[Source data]
'''
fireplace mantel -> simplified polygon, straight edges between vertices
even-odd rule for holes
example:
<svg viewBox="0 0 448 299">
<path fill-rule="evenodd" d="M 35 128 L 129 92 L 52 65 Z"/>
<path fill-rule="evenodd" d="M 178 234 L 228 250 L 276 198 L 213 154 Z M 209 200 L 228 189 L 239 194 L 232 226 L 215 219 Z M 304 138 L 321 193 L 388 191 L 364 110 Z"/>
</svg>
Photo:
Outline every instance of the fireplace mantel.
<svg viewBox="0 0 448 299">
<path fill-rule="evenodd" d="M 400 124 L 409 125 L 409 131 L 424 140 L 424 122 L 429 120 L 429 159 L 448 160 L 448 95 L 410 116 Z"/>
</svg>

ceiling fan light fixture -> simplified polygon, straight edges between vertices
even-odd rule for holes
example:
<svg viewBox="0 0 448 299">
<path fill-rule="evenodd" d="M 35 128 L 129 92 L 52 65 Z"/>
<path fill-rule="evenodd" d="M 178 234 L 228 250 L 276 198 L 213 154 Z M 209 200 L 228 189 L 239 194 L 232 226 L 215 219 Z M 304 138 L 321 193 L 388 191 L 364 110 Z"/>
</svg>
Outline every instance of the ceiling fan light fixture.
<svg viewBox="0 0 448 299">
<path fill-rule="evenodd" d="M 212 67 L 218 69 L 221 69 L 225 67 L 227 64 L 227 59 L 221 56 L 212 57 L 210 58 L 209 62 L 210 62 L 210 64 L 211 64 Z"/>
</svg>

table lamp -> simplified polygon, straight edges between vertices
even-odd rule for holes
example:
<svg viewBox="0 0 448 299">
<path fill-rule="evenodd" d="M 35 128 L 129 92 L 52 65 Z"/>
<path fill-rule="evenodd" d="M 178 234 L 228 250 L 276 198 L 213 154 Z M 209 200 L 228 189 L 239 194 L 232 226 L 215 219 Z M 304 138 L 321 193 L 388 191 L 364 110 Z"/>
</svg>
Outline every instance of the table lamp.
'''
_Task objective:_ Reproduce every entry shown above, precisely as it stands.

_Right answer:_
fireplace mantel -> simplified polygon, straight edges between vertices
even-odd rule for holes
example:
<svg viewBox="0 0 448 299">
<path fill-rule="evenodd" d="M 35 128 L 129 92 L 52 65 Z"/>
<path fill-rule="evenodd" d="M 178 234 L 228 250 L 276 198 L 213 154 Z M 209 200 L 228 189 L 239 194 L 232 226 L 215 219 Z M 304 138 L 321 193 L 388 191 L 364 110 Z"/>
</svg>
Photo:
Outline every instance of the fireplace mantel.
<svg viewBox="0 0 448 299">
<path fill-rule="evenodd" d="M 400 124 L 409 125 L 409 131 L 424 140 L 424 122 L 429 120 L 429 159 L 448 160 L 448 95 L 410 116 Z"/>
</svg>

ceiling fan light fixture -> simplified polygon, straight edges between vertices
even-odd rule for holes
example:
<svg viewBox="0 0 448 299">
<path fill-rule="evenodd" d="M 35 128 L 129 92 L 52 65 Z"/>
<path fill-rule="evenodd" d="M 178 234 L 228 250 L 276 198 L 213 154 Z M 209 200 L 228 189 L 239 194 L 232 226 L 215 219 Z M 304 138 L 321 193 L 388 191 L 364 110 Z"/>
</svg>
Outline every instance of the ceiling fan light fixture.
<svg viewBox="0 0 448 299">
<path fill-rule="evenodd" d="M 212 67 L 218 69 L 221 69 L 225 67 L 227 64 L 227 59 L 221 56 L 212 57 L 210 58 L 209 62 L 210 62 L 210 64 L 211 64 Z"/>
</svg>

table lamp -> simplified polygon, straight edges between vertices
even-odd rule for holes
example:
<svg viewBox="0 0 448 299">
<path fill-rule="evenodd" d="M 35 128 L 129 92 L 52 65 Z"/>
<path fill-rule="evenodd" d="M 178 234 L 228 250 L 276 198 L 213 154 Z M 209 200 L 228 189 L 239 194 L 232 226 L 215 219 Z M 304 138 L 321 193 L 388 191 L 364 110 Z"/>
</svg>
Outline every instance of the table lamp.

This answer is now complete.